1

I have a structure which describes the address, it looks like:

class Address
{
    public string AddressLine1 { get; set; }
    public string AddressLine2 { get; set; }
    public string City { get; set; }
    public string Zip { get; set; }
    public string Country { get; set; }
} 

I'm looking for a way to create an unique identifier for this structure (I assume it should be also of a type of string) which is depend on all the structure properties (e.g. change of AddressLine1 will also cause a change of the structure identifier).

I know, I could just concatenate all the properties together, but this gives too long identifier. I'm looking for something significantly shorter than this.

I also assume that the number of different addresses should not be more than 100M.

Any ideas on how this identifier can be generated?

Thanks in advance.

A prehistory of this:

There are several different tables in the database which hold some information + address data. The data is stored in the format similar to the one described above.

Unfortunately, moving the address data into a separate table is very costly right now, but I hope it will be done in the future.

I need to associate some additional properties with the address data, and going to create a separate table for this. That's why I need to unique identify the address data.

Oleks
  • 31,955
  • 11
  • 77
  • 132
  • Please give us more context. There's almost certainly a better way of approaching the problem. – Jon Skeet Apr 07 '13 at 11:54
  • 1
    There is no way to make a perfect hash function in the general sense. You need to have all those 100M unique addresses first, then there are algorithms and software out there that can create your function that will map each one into a unique number without necessarily storing them all. As Jon said, there is very likely a better way to approach your problem than trying to make a perfect hash. – Lasse V. Karlsen Apr 07 '13 at 11:57

3 Answers3

3

Serialize all fields to a large binary value. For example using concatenation with proper domain separation.

---------------

Tasks:
1. Answer these from the address-identifier thread:
(a) What is the most distinct addresses the asker expects?
(b) Why hasn't the address data been moved into a separate table yet?
(c) What does the answer say to serialize all fields into?
2. In the address-identifier thread, shorten the paragraph that begins "I'm looking for a way to create" while keeping its main facts.
3. Write the next part of the address-identifier thread, starting after its final sentence.
The data that comes after this point has no connection to the address-identifier thread.

Information shown:

---------------

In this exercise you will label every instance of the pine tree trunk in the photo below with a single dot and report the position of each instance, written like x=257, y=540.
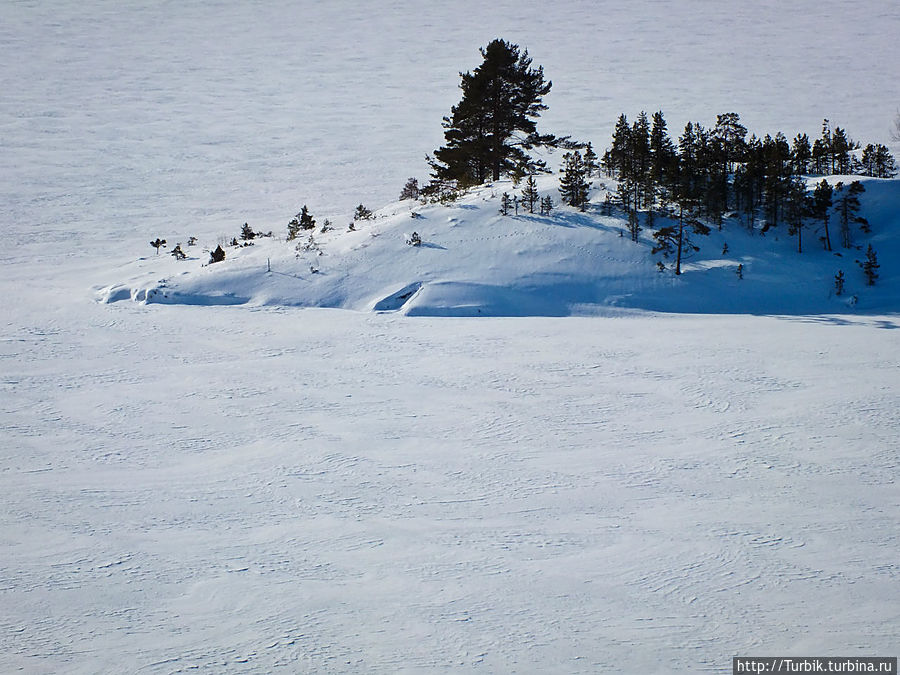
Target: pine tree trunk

---------------

Solved problems:
1.
(a) No more than 100M.
(b) It is very costly right now.
(c) A large binary value.

2. I want a unique identifier for this structure, probably a string, that depends on all its properties, so that changing any one of them, such as AddressLine1, also changes the identifier.

3.
Then hash that value with a cryptographic hash of sufficient length. I prefer 256 bits, but 128 are probably fine. Collisions are extremely rare with good hashes, with a 256 bit hash like SHA-256 they're practically impossible.

CodesInChaos
  • 106,488
  • 23
  • 218
  • 262
  • Thanks for the answer. This seems to be the simplest solution. I already had something similar to this before asking the question :) But I'd like to wait, maybe someone will offer another solution for this. – Oleks Apr 07 '13 at 13:34
1

Here is a possible way most people do think about:

  1. Normalize the address
  2. Create a hash from the normalized address
  3. Done…

But the real problem comes when you need to normalize the address. For instance, those streets are the same:

  • "place Saint-François 14"
  • "place saint françois 14"
  • "place st. françois 14"
  • "place st. francois 14"
  • "14 Place saint François"

You could try to normalize the address lower casing the text, removing accents/cedillas/dashes and with the closest ASCII char and parsing the number to keep it aside, but there will still unforeseen exceptions. And, a single different char will produce a completely different hash.

Unless all your addresses are perfectly normalized, I would suggest relying on an external service like here.com

There are 3 ways of using the service

  1. Either use the service to find the coordinates of your address (long, lat, altitude) then use those as your id (or 3 ids)
  2. Or you could use the service to find the address and keep their own ID in your DB. The drawback is that they do not guarantee that their ID will not change.
  3. The last is to use their service to find your address into their registry, then use their entry (which will be normalized according to their standard) to create the hash.

My favorite goes to 1. as we can still find the address back from the coordinates (while this is impossible with hash) moreover, an address might change (new street name for instance) while coordinates should not. Last but not least, you might have 2 completely different addresses for the same location, this is easier to reconcile them using coordinates.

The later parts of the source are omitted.